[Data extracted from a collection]
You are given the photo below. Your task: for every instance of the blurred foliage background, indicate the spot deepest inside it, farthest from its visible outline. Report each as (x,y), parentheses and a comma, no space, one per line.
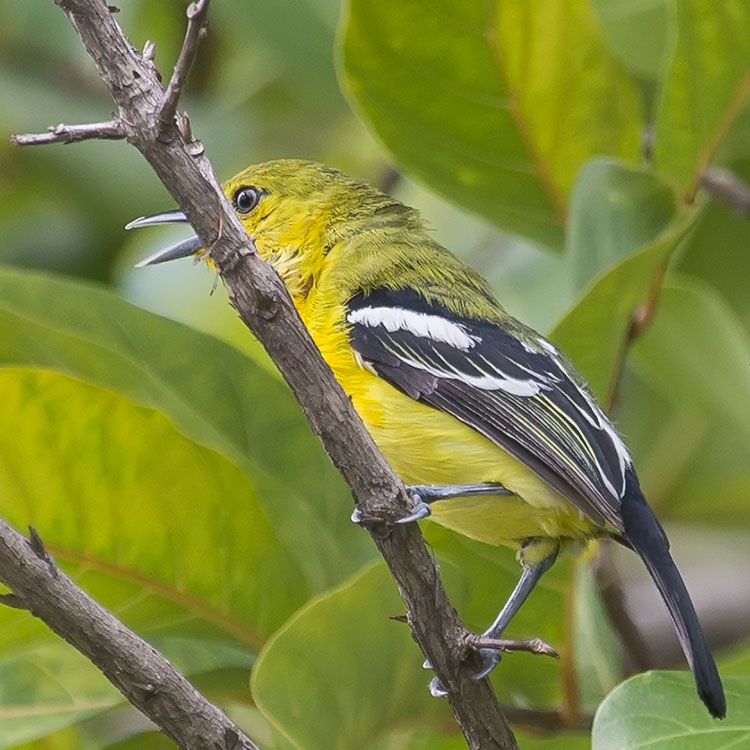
(558,147)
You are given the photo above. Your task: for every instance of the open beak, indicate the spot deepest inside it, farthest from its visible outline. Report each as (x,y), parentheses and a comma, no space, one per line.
(187,247)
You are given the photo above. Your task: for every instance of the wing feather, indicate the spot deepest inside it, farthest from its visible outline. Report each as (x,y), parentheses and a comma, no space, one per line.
(509,384)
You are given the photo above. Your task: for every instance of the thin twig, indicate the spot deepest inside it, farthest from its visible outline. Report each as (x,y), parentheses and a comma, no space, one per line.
(547,721)
(610,588)
(136,669)
(111,130)
(726,187)
(640,320)
(196,30)
(534,646)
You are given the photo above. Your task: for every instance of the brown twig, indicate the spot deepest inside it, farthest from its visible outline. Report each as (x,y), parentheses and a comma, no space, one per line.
(260,298)
(136,669)
(640,320)
(534,646)
(71,134)
(610,588)
(196,30)
(726,187)
(547,721)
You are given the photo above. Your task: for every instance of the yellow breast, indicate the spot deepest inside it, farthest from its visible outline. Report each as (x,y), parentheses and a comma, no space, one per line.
(427,446)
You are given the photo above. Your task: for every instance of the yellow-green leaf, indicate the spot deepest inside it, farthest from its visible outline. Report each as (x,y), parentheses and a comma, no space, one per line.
(495,105)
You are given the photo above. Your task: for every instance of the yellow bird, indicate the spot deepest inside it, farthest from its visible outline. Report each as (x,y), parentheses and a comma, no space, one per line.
(492,428)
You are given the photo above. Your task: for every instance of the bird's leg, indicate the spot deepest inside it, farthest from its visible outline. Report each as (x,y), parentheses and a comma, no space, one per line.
(530,575)
(424,494)
(543,553)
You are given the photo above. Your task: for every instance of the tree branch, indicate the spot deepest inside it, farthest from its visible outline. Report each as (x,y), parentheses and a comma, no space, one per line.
(260,298)
(196,30)
(71,134)
(136,669)
(726,187)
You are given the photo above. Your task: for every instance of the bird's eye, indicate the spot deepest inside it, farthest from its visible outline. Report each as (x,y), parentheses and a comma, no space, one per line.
(246,199)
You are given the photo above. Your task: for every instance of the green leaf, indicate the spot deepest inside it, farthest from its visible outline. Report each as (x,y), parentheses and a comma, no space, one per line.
(362,672)
(661,711)
(641,33)
(479,578)
(684,455)
(697,353)
(707,85)
(597,650)
(496,120)
(592,333)
(717,250)
(167,534)
(48,687)
(211,393)
(614,210)
(340,673)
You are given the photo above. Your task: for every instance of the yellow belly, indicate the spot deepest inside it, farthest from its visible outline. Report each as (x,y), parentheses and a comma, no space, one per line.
(426,446)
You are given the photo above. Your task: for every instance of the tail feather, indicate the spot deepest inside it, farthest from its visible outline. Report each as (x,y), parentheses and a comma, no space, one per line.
(647,537)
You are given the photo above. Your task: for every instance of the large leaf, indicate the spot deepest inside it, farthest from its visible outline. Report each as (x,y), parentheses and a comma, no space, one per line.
(169,535)
(717,250)
(660,711)
(479,578)
(615,209)
(362,672)
(684,455)
(593,332)
(48,685)
(697,353)
(641,33)
(213,394)
(166,534)
(707,86)
(498,121)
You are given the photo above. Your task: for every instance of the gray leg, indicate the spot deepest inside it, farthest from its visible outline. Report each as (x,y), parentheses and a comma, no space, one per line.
(529,578)
(424,494)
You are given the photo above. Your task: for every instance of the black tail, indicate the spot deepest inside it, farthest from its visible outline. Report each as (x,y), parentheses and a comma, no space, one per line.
(645,533)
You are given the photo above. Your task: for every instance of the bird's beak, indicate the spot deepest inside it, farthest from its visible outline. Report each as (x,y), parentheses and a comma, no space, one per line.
(187,247)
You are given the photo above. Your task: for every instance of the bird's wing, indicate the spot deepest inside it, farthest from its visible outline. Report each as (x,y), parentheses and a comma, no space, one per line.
(509,384)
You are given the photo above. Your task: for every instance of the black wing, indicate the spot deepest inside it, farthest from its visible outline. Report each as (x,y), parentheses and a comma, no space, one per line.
(509,384)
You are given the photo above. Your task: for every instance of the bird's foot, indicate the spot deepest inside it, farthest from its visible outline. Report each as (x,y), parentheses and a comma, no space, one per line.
(420,509)
(490,658)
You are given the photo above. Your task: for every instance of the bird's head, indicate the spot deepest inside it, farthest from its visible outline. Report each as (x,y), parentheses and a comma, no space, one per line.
(295,211)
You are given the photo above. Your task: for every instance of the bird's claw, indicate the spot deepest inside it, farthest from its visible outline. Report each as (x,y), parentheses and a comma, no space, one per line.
(436,688)
(420,510)
(490,659)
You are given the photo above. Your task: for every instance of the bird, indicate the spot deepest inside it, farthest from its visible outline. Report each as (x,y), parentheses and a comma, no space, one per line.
(492,429)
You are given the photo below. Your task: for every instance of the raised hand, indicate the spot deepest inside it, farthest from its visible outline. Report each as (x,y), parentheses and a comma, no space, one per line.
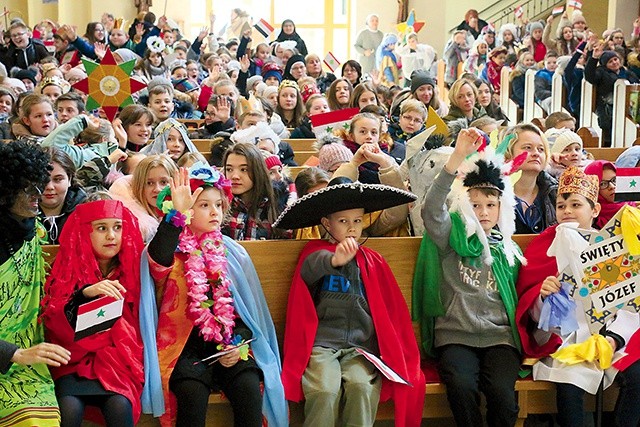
(108,288)
(50,354)
(345,251)
(181,195)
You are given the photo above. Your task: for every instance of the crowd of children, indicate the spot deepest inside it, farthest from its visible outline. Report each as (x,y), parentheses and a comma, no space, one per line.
(147,222)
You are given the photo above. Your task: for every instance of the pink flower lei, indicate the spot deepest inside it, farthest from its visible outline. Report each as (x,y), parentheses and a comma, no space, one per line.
(206,268)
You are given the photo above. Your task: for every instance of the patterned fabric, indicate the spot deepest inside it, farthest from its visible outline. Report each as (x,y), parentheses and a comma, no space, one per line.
(26,392)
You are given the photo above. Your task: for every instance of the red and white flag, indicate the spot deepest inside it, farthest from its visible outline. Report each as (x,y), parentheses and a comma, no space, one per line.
(518,11)
(97,316)
(576,4)
(327,123)
(264,28)
(331,62)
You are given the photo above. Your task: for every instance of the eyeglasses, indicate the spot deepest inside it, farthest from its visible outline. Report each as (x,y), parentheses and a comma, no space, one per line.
(606,183)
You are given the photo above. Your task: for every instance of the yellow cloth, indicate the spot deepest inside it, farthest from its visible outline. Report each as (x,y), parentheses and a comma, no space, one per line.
(596,347)
(630,226)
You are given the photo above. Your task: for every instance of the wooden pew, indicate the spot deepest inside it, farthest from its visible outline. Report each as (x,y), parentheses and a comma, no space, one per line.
(534,397)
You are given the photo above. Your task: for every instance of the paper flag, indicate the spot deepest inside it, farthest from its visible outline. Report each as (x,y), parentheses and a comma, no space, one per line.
(331,62)
(410,25)
(627,184)
(108,84)
(97,316)
(389,373)
(434,120)
(264,28)
(518,11)
(327,123)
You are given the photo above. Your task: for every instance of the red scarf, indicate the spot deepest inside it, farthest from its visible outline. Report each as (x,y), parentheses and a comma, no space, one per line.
(539,266)
(392,322)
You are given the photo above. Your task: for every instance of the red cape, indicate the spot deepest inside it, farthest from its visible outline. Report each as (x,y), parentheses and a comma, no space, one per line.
(392,322)
(539,266)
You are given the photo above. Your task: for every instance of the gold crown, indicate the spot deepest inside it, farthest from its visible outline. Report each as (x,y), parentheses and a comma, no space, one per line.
(120,24)
(575,181)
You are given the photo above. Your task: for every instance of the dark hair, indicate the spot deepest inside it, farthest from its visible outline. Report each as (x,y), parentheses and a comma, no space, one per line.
(258,175)
(72,96)
(22,164)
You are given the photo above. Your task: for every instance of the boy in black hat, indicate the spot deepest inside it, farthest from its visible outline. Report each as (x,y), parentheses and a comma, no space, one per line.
(343,299)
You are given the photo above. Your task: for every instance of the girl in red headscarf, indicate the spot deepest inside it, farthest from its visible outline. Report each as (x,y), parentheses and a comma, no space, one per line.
(99,256)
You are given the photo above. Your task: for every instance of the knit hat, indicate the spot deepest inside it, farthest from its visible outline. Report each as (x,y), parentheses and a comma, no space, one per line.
(607,55)
(271,69)
(536,25)
(26,74)
(332,155)
(272,161)
(420,78)
(252,81)
(565,139)
(574,181)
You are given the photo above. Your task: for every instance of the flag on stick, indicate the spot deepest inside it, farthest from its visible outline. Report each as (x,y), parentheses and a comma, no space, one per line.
(264,28)
(97,316)
(627,184)
(331,62)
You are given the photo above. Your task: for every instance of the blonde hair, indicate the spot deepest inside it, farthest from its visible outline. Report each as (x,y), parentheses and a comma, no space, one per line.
(139,179)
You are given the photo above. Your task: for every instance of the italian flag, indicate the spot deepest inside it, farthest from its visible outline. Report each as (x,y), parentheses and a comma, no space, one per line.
(97,316)
(327,123)
(627,184)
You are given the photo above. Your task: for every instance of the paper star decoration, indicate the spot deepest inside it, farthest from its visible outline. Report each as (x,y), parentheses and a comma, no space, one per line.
(108,84)
(411,24)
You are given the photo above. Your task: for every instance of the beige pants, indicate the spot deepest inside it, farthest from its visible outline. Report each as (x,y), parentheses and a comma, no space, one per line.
(337,379)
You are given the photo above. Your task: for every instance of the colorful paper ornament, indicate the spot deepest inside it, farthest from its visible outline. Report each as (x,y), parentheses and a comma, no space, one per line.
(108,84)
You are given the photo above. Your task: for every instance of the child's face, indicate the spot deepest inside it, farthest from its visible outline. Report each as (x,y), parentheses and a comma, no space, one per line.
(41,121)
(486,207)
(572,155)
(106,238)
(236,170)
(275,173)
(175,144)
(162,105)
(288,98)
(118,37)
(367,98)
(6,102)
(411,122)
(157,179)
(576,208)
(319,106)
(139,132)
(365,131)
(344,224)
(609,192)
(531,143)
(208,211)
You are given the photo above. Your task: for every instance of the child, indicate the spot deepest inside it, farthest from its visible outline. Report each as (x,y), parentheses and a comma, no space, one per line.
(543,81)
(606,173)
(100,249)
(344,297)
(192,263)
(576,203)
(471,328)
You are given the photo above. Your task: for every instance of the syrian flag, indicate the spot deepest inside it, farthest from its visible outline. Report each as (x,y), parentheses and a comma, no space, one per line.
(97,316)
(518,11)
(327,123)
(576,4)
(627,184)
(264,28)
(331,62)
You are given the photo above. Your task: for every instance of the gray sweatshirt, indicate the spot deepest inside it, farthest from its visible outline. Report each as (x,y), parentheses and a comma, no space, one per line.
(474,312)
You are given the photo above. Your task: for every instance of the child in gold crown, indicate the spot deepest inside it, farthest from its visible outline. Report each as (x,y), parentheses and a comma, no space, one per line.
(576,207)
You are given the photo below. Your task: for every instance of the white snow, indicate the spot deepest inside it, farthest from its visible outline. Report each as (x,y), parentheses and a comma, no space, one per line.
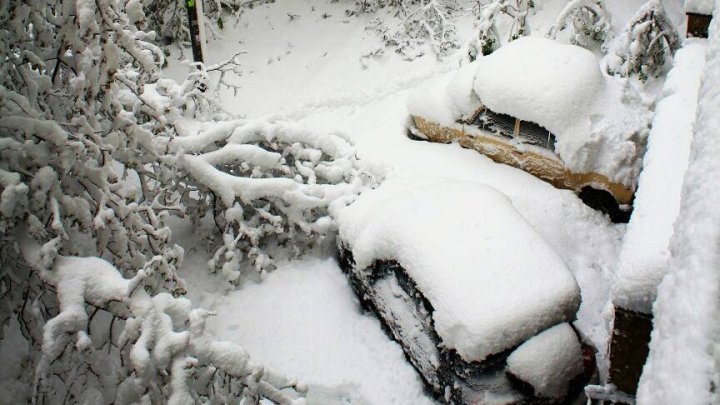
(683,363)
(304,319)
(448,98)
(699,6)
(318,77)
(548,361)
(540,80)
(459,242)
(644,257)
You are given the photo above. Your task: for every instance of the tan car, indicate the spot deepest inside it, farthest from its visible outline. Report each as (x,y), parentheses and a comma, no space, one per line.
(502,128)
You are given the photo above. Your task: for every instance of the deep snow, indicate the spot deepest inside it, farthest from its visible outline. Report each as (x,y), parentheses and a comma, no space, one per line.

### Task prompt
What the answer needs is every line from the one with "of the white" through the last line of the data, reproduced word for word and with pictures omitted.

### Exercise result
You are given the photo below. Your task: for every instance of the white snow, indicate the spot deepest inside it, farthest from its visible outline. Report each as (x,y), parentheses and a comma, no space, one per line.
(683,363)
(304,319)
(448,98)
(699,6)
(318,77)
(548,361)
(540,80)
(459,242)
(644,257)
You are given the photo above. Your task: for every instance of the tan car, indicate the spot deepest inside it, farthest from its visible outline. Report each as (x,y), parentheses and a comma, no space, one per line.
(502,128)
You are given the photo above. Your task: for every instance of the deep snow, indicate the spot deepest inside it, farthest from its visible outline. Report each as (x,y), parentheses and a comma, no space, one per line.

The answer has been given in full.